What is expected.
Only the line containing "of the exhaust" and the lines after it, through the end of the data below, are to be returned, each exactly as it stands.

Data.
————

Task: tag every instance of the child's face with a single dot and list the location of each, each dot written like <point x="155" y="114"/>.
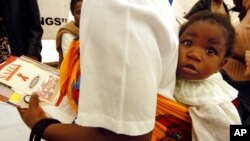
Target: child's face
<point x="201" y="51"/>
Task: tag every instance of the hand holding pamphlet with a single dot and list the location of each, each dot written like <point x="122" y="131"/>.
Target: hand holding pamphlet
<point x="21" y="76"/>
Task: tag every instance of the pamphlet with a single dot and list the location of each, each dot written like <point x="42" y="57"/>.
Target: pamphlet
<point x="21" y="76"/>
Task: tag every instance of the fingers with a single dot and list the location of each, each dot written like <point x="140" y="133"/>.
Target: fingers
<point x="34" y="101"/>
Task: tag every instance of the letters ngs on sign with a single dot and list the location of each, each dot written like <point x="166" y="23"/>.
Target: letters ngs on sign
<point x="53" y="21"/>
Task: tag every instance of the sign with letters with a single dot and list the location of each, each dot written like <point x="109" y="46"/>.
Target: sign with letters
<point x="54" y="14"/>
<point x="239" y="132"/>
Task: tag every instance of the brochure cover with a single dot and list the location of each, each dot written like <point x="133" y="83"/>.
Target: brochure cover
<point x="21" y="76"/>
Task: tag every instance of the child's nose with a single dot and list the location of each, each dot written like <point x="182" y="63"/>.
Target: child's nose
<point x="194" y="55"/>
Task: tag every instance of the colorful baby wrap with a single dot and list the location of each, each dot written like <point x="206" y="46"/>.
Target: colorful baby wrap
<point x="172" y="120"/>
<point x="70" y="74"/>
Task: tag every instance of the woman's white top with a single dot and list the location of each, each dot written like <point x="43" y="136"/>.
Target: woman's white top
<point x="67" y="38"/>
<point x="129" y="51"/>
<point x="210" y="107"/>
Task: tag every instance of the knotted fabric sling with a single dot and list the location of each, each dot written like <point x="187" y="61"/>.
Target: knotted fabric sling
<point x="172" y="120"/>
<point x="69" y="74"/>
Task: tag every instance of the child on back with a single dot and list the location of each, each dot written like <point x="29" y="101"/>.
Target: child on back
<point x="206" y="42"/>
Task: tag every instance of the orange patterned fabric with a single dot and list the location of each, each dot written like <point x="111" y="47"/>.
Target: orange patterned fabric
<point x="172" y="120"/>
<point x="69" y="71"/>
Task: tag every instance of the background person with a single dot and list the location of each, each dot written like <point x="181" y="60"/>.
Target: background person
<point x="69" y="31"/>
<point x="126" y="50"/>
<point x="237" y="70"/>
<point x="211" y="5"/>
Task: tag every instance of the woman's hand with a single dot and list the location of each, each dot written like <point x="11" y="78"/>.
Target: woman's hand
<point x="33" y="113"/>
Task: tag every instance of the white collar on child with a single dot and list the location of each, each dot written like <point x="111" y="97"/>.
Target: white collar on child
<point x="213" y="90"/>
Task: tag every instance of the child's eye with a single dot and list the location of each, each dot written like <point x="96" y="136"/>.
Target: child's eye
<point x="187" y="42"/>
<point x="211" y="51"/>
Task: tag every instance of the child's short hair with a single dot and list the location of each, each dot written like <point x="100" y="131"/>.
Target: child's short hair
<point x="216" y="18"/>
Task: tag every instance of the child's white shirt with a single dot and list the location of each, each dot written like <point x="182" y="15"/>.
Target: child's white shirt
<point x="210" y="107"/>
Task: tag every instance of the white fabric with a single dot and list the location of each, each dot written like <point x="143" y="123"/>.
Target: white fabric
<point x="67" y="38"/>
<point x="210" y="107"/>
<point x="128" y="53"/>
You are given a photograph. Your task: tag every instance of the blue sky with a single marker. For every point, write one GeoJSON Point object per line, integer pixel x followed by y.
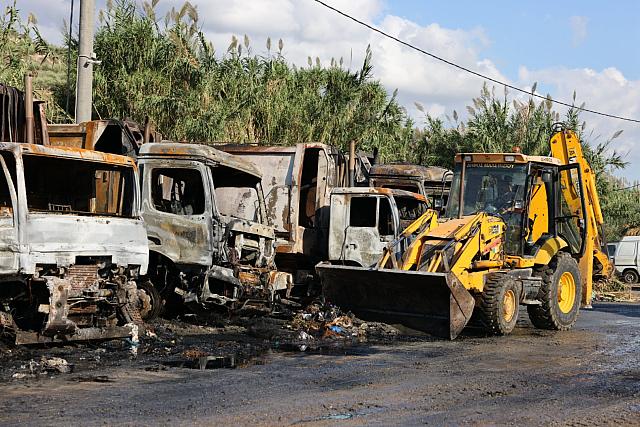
{"type": "Point", "coordinates": [587, 46]}
{"type": "Point", "coordinates": [539, 33]}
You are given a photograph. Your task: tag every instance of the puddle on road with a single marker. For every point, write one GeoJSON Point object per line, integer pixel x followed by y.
{"type": "Point", "coordinates": [215, 362]}
{"type": "Point", "coordinates": [209, 362]}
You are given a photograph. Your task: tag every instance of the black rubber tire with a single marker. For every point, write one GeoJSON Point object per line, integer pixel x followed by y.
{"type": "Point", "coordinates": [490, 304]}
{"type": "Point", "coordinates": [630, 276]}
{"type": "Point", "coordinates": [548, 315]}
{"type": "Point", "coordinates": [157, 302]}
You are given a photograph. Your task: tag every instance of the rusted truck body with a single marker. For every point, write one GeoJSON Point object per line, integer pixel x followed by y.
{"type": "Point", "coordinates": [365, 220]}
{"type": "Point", "coordinates": [72, 244]}
{"type": "Point", "coordinates": [109, 136]}
{"type": "Point", "coordinates": [297, 182]}
{"type": "Point", "coordinates": [210, 241]}
{"type": "Point", "coordinates": [432, 182]}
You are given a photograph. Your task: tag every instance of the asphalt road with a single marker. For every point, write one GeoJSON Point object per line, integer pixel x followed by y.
{"type": "Point", "coordinates": [587, 376]}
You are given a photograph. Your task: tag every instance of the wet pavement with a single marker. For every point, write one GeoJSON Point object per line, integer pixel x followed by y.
{"type": "Point", "coordinates": [239, 375]}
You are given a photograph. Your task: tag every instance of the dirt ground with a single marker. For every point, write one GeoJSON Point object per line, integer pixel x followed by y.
{"type": "Point", "coordinates": [587, 376]}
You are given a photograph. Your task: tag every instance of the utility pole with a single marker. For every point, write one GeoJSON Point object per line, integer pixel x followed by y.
{"type": "Point", "coordinates": [84, 82]}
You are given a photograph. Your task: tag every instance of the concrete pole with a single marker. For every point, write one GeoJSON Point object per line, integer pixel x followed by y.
{"type": "Point", "coordinates": [84, 82]}
{"type": "Point", "coordinates": [28, 108]}
{"type": "Point", "coordinates": [352, 163]}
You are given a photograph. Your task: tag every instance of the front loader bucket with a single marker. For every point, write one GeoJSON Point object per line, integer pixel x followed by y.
{"type": "Point", "coordinates": [435, 303]}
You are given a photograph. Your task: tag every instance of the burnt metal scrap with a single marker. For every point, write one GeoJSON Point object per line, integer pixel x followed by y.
{"type": "Point", "coordinates": [210, 241]}
{"type": "Point", "coordinates": [69, 256]}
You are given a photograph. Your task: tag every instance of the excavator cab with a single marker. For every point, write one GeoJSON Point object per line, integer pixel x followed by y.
{"type": "Point", "coordinates": [518, 230]}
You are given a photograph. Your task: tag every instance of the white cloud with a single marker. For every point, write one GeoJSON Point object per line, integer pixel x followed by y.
{"type": "Point", "coordinates": [308, 29]}
{"type": "Point", "coordinates": [606, 91]}
{"type": "Point", "coordinates": [578, 25]}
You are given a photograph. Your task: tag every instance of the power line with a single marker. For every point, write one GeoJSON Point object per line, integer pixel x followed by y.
{"type": "Point", "coordinates": [468, 70]}
{"type": "Point", "coordinates": [626, 188]}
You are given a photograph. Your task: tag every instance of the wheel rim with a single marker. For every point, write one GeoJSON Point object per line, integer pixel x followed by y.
{"type": "Point", "coordinates": [145, 303]}
{"type": "Point", "coordinates": [509, 304]}
{"type": "Point", "coordinates": [566, 292]}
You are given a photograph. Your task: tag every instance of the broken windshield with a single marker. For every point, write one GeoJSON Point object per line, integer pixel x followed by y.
{"type": "Point", "coordinates": [74, 186]}
{"type": "Point", "coordinates": [409, 209]}
{"type": "Point", "coordinates": [488, 187]}
{"type": "Point", "coordinates": [238, 194]}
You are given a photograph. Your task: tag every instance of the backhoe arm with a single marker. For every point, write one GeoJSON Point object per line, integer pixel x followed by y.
{"type": "Point", "coordinates": [565, 145]}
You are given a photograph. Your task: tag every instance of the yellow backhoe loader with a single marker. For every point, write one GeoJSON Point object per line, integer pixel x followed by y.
{"type": "Point", "coordinates": [518, 230]}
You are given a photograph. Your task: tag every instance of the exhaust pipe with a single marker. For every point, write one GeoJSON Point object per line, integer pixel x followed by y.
{"type": "Point", "coordinates": [28, 108]}
{"type": "Point", "coordinates": [352, 163]}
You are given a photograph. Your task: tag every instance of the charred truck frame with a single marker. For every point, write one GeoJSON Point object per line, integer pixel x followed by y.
{"type": "Point", "coordinates": [297, 182]}
{"type": "Point", "coordinates": [209, 239]}
{"type": "Point", "coordinates": [432, 182]}
{"type": "Point", "coordinates": [364, 221]}
{"type": "Point", "coordinates": [72, 244]}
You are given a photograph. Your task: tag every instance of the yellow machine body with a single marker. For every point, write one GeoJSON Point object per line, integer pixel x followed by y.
{"type": "Point", "coordinates": [438, 270]}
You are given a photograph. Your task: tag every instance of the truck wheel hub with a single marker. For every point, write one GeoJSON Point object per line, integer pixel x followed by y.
{"type": "Point", "coordinates": [509, 305]}
{"type": "Point", "coordinates": [566, 292]}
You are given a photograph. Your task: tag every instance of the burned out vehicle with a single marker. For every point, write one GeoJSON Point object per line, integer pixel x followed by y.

————

Task result.
You are given a photograph. Your task: tag every instance of the exhaust pipe with a single marker. For every point, write one GeoJSON Point object per line, integer pixel x followed by y.
{"type": "Point", "coordinates": [28, 108]}
{"type": "Point", "coordinates": [352, 163]}
You are given a photograph. Your task: tag every instance of the charred truck frame with a single marker. For every point, write one GeoJSON Point object per line, integer pixel x followed by y.
{"type": "Point", "coordinates": [297, 182]}
{"type": "Point", "coordinates": [209, 239]}
{"type": "Point", "coordinates": [432, 182]}
{"type": "Point", "coordinates": [364, 221]}
{"type": "Point", "coordinates": [72, 244]}
You are given a photograph. Your task: tag every instance of the yellow machine body with a single marker. For every point, write one GeoJSON Point object per line, integer pixel x followed by y.
{"type": "Point", "coordinates": [438, 270]}
You are given a photograph. Your task: tag every instance of the truck wheel hub with a single marker. For every point, write one GeoJSON Point object per line, integer pixel x followed by y.
{"type": "Point", "coordinates": [509, 305]}
{"type": "Point", "coordinates": [566, 292]}
You are given a photograph. Your task: tag every instance of the burned out vehicle with a single marker. For every point, write one GeoJSON Point object per line, integer pixel x followed by y.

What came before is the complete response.